> [ENTRIES]:
····················

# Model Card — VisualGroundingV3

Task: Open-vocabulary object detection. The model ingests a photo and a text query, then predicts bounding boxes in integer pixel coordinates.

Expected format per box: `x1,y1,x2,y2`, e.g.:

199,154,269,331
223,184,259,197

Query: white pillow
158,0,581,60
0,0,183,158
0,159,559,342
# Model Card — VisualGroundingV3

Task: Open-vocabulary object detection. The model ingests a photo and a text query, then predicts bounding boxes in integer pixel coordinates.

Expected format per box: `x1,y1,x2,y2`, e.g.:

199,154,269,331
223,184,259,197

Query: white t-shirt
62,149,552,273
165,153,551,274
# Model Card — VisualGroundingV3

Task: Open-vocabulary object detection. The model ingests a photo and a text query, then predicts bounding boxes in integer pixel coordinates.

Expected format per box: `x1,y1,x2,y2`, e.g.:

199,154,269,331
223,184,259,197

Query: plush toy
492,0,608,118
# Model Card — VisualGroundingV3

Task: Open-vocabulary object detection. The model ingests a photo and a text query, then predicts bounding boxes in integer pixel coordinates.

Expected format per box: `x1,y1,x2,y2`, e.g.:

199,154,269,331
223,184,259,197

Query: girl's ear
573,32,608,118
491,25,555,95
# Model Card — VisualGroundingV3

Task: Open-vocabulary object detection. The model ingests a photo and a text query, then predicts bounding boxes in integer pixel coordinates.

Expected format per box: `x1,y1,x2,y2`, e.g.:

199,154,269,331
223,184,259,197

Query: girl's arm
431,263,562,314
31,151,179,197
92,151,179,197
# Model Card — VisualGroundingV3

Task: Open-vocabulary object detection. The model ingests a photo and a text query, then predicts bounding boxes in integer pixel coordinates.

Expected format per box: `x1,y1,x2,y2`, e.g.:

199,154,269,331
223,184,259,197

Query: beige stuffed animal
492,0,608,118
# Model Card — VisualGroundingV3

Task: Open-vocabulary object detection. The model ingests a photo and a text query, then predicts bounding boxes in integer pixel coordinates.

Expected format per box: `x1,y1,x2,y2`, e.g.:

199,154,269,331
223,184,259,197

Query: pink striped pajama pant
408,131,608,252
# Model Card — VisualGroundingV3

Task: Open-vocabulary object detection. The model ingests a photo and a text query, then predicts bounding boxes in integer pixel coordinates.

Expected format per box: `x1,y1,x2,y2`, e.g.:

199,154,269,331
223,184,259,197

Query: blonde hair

····················

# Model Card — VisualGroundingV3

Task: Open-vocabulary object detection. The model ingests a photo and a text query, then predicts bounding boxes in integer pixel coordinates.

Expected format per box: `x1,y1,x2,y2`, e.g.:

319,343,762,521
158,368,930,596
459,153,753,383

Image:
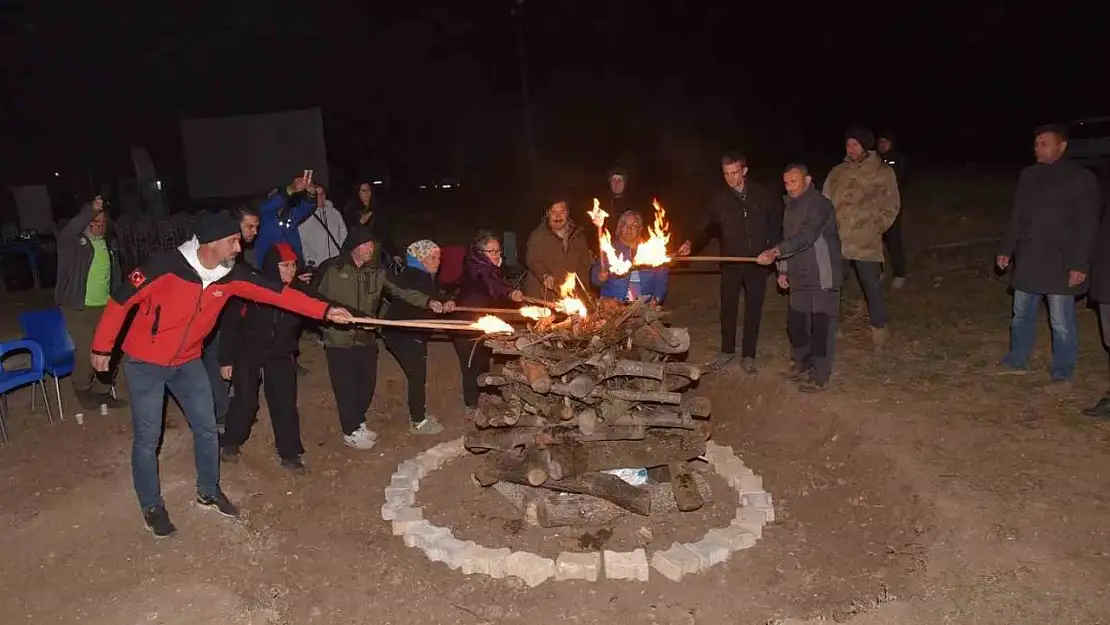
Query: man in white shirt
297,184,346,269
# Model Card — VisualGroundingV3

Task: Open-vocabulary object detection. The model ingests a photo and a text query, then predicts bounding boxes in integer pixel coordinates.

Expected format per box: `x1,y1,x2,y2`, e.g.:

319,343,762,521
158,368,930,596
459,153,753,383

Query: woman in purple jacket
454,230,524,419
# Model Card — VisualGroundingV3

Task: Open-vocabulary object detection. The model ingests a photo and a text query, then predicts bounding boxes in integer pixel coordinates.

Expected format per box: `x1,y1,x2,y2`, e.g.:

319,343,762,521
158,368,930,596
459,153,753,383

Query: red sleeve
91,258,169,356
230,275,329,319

····················

Tally the lines in the entries above that contain the string "white", matching case exactly. Reply with the number only.

> [EXERCISE SOLUTION]:
3